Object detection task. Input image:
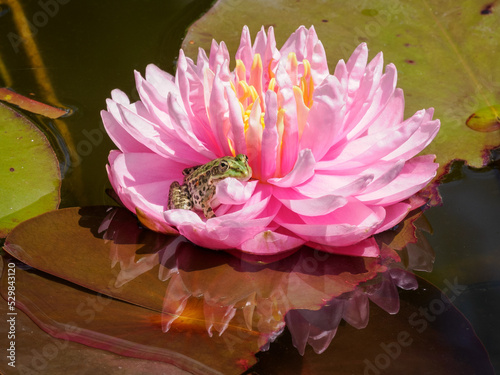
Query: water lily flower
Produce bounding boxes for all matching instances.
[101,26,439,256]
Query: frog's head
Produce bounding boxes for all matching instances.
[212,154,252,181]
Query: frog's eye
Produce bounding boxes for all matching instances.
[219,160,229,171]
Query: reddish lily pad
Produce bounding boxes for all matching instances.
[245,278,495,375]
[0,103,61,237]
[0,87,69,119]
[183,0,500,179]
[3,207,426,373]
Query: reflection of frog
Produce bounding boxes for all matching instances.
[168,154,252,219]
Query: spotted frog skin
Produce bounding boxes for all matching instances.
[168,154,252,219]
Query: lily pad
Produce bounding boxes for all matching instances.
[244,278,495,375]
[2,206,428,373]
[0,103,61,237]
[183,0,500,175]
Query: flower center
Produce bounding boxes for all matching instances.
[228,52,314,178]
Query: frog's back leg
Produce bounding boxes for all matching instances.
[168,181,193,210]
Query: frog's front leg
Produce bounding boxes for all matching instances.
[200,186,215,219]
[168,181,193,210]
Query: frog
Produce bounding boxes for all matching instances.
[167,154,252,219]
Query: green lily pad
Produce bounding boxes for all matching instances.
[0,103,61,237]
[183,0,500,175]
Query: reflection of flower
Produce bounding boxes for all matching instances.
[102,27,439,256]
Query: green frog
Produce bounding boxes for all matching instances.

§ **Given problem**: Lay out the lines above as a Markdown table with the columns Row and Line, giving each nonblank line its own numbered row and omitting the pictures.

§ **Problem solution**:
| Row | Line |
|---|---|
| 1 | Object detection task. Input image: |
| 2 | Query: water lily flower |
| 3 | Produce bounding boxes for all matching instances. |
| 4 | [101,26,439,256] |
| 5 | Query: frog's head |
| 6 | Produce bounding boxes for all matching instances. |
| 7 | [212,154,252,181] |
| 8 | Query: frog's eye |
| 9 | Produce bounding boxes for all matching instances. |
| 10 | [219,160,229,171] |
| 11 | Query: reddish lily pad |
| 12 | Produce bounding boxes for all matching instances. |
| 13 | [245,278,495,375] |
| 14 | [0,103,61,237] |
| 15 | [0,87,69,119] |
| 16 | [183,0,500,179] |
| 17 | [3,207,426,373] |
| 18 | Query: reflection of frog |
| 19 | Produce bounding boxes for all matching instances. |
| 20 | [168,154,252,219] |
| 21 | Query: spotted frog skin |
| 22 | Produce bounding boxes for all matching instances. |
| 23 | [168,154,252,219] |
| 24 | Query: lily pad |
| 25 | Produce bounding boxes for all matching instances. |
| 26 | [244,278,495,375] |
| 27 | [2,206,428,373] |
| 28 | [0,103,61,237] |
| 29 | [183,0,500,175] |
| 30 | Query: flower center |
| 31 | Produce bounding boxes for all matching instances. |
| 32 | [228,52,314,178] |
| 33 | Query: frog's back leg |
| 34 | Produce bounding boxes for all matching instances. |
| 35 | [168,181,193,210] |
| 36 | Query: frog's front leg |
| 37 | Produce bounding boxes for all matching instances. |
| 38 | [200,186,215,219] |
| 39 | [168,181,193,210] |
| 40 | Query: frog |
| 41 | Produce bounding boxes for all matching instances. |
| 42 | [167,154,252,219] |
| 43 | Query: green lily pad |
| 44 | Produce bounding boxes for all matching instances. |
| 45 | [0,103,61,237] |
| 46 | [183,0,500,175] |
| 47 | Query: reflection of flower |
| 48 | Produce bounding boxes for all matching instances. |
| 49 | [102,27,439,256] |
| 50 | Query: green frog |
| 51 | Produce bounding boxes for all matching instances. |